• _WHAT IS EXPECTED_
Once the data has been read, print it back in full, exactly.

(Items from a data source)
----------

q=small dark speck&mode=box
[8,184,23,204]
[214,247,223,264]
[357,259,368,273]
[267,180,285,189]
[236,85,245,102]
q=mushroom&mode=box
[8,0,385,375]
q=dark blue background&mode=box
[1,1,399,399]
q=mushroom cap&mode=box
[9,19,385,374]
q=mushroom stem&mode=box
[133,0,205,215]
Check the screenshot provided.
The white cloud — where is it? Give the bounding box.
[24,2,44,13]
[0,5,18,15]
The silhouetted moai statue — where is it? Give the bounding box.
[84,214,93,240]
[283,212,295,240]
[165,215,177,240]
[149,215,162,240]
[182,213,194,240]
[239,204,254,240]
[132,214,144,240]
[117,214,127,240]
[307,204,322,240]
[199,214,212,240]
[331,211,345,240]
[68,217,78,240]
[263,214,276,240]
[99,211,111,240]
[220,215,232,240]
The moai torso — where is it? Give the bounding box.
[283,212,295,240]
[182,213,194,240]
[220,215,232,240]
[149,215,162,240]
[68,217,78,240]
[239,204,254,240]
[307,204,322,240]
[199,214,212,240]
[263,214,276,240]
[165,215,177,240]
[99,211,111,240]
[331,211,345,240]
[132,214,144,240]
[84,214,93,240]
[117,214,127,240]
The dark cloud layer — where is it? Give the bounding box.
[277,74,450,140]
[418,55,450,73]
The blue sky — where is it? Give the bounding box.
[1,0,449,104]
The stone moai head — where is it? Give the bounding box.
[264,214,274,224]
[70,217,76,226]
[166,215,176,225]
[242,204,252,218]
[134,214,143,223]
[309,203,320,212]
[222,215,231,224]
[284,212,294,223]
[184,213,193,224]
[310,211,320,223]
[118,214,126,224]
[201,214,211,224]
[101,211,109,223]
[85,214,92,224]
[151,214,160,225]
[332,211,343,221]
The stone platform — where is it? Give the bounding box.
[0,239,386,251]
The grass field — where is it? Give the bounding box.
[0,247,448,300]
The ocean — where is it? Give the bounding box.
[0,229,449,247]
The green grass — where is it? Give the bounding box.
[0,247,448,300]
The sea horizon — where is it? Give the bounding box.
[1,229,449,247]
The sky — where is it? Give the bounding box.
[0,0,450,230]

----------

• _PROBLEM SOLUTION_
q=small dark speck&mode=box
[8,184,23,204]
[214,247,223,264]
[357,259,368,273]
[267,180,285,189]
[236,85,245,102]
q=mushroom&mode=box
[8,0,385,375]
q=dark blue background&mode=box
[1,1,399,399]
q=mushroom cap&mode=box
[9,19,385,374]
q=mushroom stem&mode=box
[133,0,205,215]
Check the screenshot provided.
The white cloud — where is it? Give the bounding box.
[24,2,44,13]
[0,5,18,15]
The silhouetted moai statue — where is it? Give the bounding box.
[84,214,93,240]
[283,212,295,240]
[165,215,177,240]
[149,215,162,240]
[182,213,194,240]
[239,204,254,240]
[132,214,144,240]
[117,214,127,240]
[307,204,322,240]
[199,214,212,240]
[331,211,345,240]
[68,217,78,240]
[263,214,276,240]
[99,211,111,240]
[220,215,232,240]
The moai torso — where is it? Give the bounding box.
[283,212,295,240]
[182,213,194,240]
[220,215,232,240]
[149,215,162,240]
[68,217,78,240]
[239,204,254,240]
[307,204,322,240]
[199,214,212,240]
[263,214,276,240]
[165,215,177,240]
[99,211,111,240]
[331,211,345,240]
[132,214,144,240]
[84,214,93,240]
[117,214,127,240]
The dark cloud layer — where is it? Give the bounding box.
[277,74,450,140]
[418,55,450,73]
The blue sky — where is it? Give the bounding box.
[1,0,449,104]
The stone moai head — where is it? Give the bounding box.
[264,214,274,224]
[70,217,76,226]
[166,215,176,225]
[242,204,252,218]
[134,214,143,223]
[309,203,320,212]
[222,215,231,224]
[284,212,294,223]
[184,213,193,224]
[310,211,320,223]
[118,214,126,224]
[201,214,211,224]
[101,211,109,223]
[85,214,92,224]
[151,214,160,225]
[332,211,343,221]
The stone platform — where is it? Give the bounding box.
[0,239,386,251]
The grass field — where is it? Give the bounding box.
[0,247,448,300]
The ocean — where is it? Give the bounding box.
[0,229,449,247]
The green grass — where is it? Give the bounding box.
[0,247,448,300]
The sea horizon — where is it? Give the bounding box.
[1,229,449,247]
The sky — where is it? Give the bounding box.
[0,0,450,230]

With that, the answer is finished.